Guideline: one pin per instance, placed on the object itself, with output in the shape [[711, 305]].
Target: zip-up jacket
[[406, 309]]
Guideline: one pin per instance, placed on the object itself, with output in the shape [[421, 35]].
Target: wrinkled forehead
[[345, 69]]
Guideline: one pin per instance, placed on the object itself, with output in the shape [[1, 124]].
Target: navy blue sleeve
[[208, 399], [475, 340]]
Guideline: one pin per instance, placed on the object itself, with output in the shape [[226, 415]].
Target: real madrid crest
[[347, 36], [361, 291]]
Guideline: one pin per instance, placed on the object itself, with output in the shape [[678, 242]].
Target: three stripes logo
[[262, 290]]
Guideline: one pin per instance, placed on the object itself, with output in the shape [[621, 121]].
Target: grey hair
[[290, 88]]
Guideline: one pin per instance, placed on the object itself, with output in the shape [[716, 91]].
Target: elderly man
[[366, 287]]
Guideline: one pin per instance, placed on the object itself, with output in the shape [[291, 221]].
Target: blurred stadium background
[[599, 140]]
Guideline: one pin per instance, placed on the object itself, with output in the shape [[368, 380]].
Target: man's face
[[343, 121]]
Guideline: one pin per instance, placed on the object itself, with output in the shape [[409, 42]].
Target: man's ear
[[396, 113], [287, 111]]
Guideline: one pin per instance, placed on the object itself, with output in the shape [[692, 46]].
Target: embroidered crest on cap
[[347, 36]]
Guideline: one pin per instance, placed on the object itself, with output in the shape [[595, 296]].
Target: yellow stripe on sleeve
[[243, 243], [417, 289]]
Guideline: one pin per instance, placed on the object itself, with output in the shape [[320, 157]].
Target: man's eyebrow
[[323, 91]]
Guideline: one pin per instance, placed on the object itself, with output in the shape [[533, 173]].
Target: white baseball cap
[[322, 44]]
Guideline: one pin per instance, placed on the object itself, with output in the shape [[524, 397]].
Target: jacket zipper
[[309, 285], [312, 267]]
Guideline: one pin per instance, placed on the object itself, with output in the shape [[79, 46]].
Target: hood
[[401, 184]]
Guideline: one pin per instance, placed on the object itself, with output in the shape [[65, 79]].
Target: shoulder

^^^^

■ **Task instructions**
Rewrite all of the rows above, replacing every "man's" with "person's" and keeping everything else the same.

■ **Solution**
Guideline: one pin per instance, placed on the object itself, with output in the shape [[711, 305]].
Target: zip-up jacket
[[406, 309]]
Guideline: one pin per instance, placed on the object itself, with output in the shape [[421, 35]].
Target: wrinkled forehead
[[345, 69]]
Guideline: one pin per instance, placed on the object itself, with output in the shape [[1, 124]].
Target: navy blue sleeve
[[208, 399], [475, 340]]
Guideline: one pin per instance, placed on the object itself, with output in the shape [[226, 415]].
Target: real madrid crest
[[347, 36], [361, 291]]
Guideline: one pin per instance, placed on the object itself, with output in the shape [[678, 242]].
Target: three stripes logo
[[262, 290]]
Guideline: one pin per instance, placed on the object itself, with output in the shape [[621, 121]].
Target: grey hair
[[290, 88]]
Guideline: one pin per instance, placed on the object itself, with output in the shape [[716, 91]].
Target: elderly man
[[366, 287]]
Guideline: one pin per instance, placed on the object itself, with output in the shape [[291, 221]].
Target: blurred stadium background
[[599, 140]]
Guideline: one pin per instance, placed on the object itself, with output in the shape [[368, 380]].
Target: person's face
[[343, 121]]
Guideline: one pin per instance, placed on the object itself, with output in the shape [[409, 42]].
Target: person's ear
[[396, 113], [287, 111]]
Guideline: one pin per instance, placed on the object itself, with output in the shape [[692, 46]].
Target: embroidered crest on cap
[[347, 36]]
Guideline: one pin per instance, placed on the object itself, with output in the shape [[595, 296]].
Target: yellow stripe on sleeve
[[243, 243], [417, 289]]
Guideline: one pin per instance, placed on the object itself, with output in the shape [[320, 157]].
Target: person's eyebrow
[[323, 91]]
Guideline: one pin per instance, placed on the object itself, with output in the shape [[533, 173]].
Target: white baseball cap
[[322, 44]]
Guideline: one pin per instance, placed on the object itself, with output in the shape [[524, 397]].
Target: jacket zipper
[[309, 285], [312, 267]]
Guideline: one pin per instance, placed on the object itself, with output in the shape [[79, 46]].
Target: hood
[[401, 184]]
Guideline: one pin per instance, placed on the object itself, with output in the shape [[65, 79]].
Target: shoulder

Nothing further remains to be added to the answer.